THE DATA ::
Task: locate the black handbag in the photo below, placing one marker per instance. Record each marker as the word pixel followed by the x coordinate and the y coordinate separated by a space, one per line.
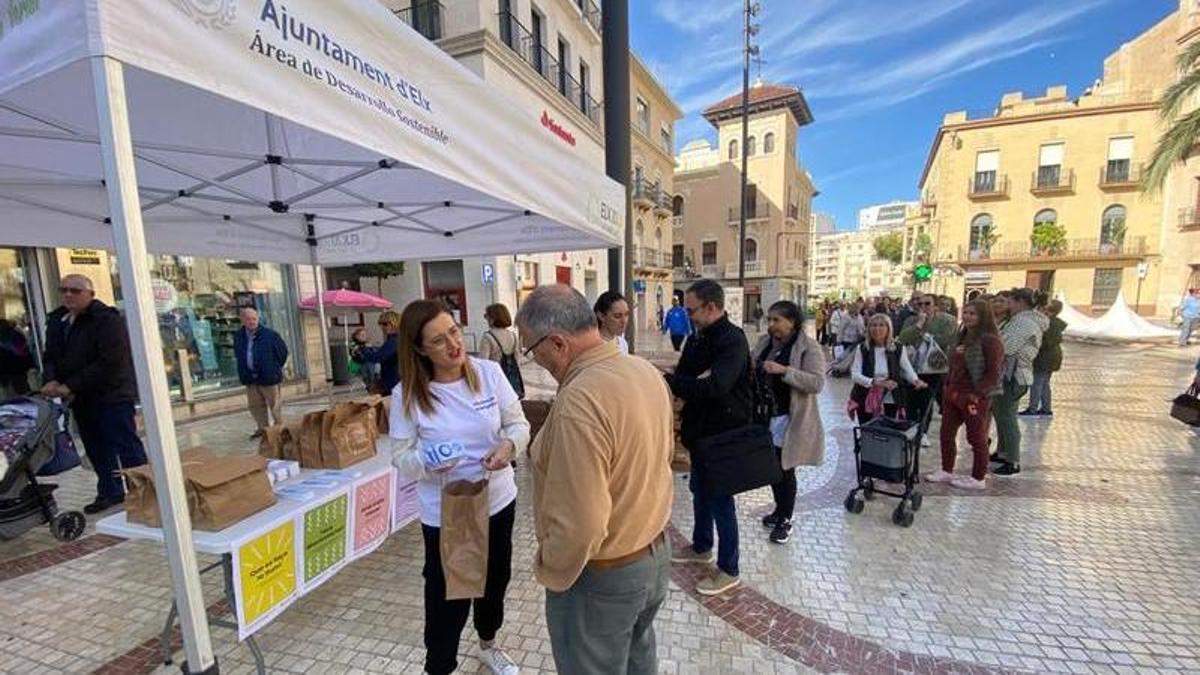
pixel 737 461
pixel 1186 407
---
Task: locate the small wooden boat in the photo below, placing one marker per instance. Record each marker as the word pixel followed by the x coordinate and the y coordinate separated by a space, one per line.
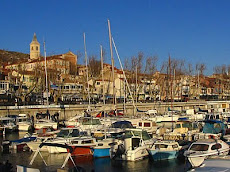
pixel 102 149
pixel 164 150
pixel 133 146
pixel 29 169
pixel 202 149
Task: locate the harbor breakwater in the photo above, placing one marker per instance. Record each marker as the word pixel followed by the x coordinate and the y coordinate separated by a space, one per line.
---
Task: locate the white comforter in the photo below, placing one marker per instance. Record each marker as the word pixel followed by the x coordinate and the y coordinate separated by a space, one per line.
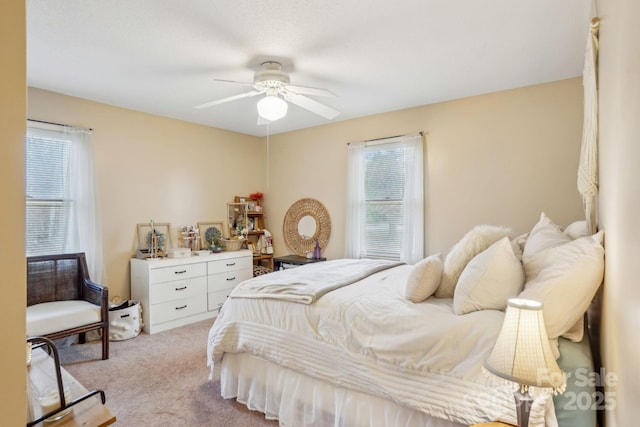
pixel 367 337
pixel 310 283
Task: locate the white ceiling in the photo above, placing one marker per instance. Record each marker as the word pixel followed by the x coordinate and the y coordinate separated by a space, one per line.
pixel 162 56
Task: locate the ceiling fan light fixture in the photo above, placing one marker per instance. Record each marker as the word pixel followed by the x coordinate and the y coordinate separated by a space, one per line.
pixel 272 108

DIRECTIONS :: Return exactly the lines of the material above, starting at the line containing "Task: locate the small" and finishing at the line containing "Task: locate the harbor", without any pictures.

TASK SOLUTION ::
Task: locate the small wooden boat in the photo below, placing one marker per instance. Record each marker as the word pixel followed by the x coordinate and the y coordinate separated by a space, one per line.
pixel 102 149
pixel 164 150
pixel 133 146
pixel 29 169
pixel 202 149
Task: locate the harbor breakwater in the photo above, placing one marker per instance. Record each marker as the word pixel followed by the x coordinate and the y coordinate separated by a space, one per line.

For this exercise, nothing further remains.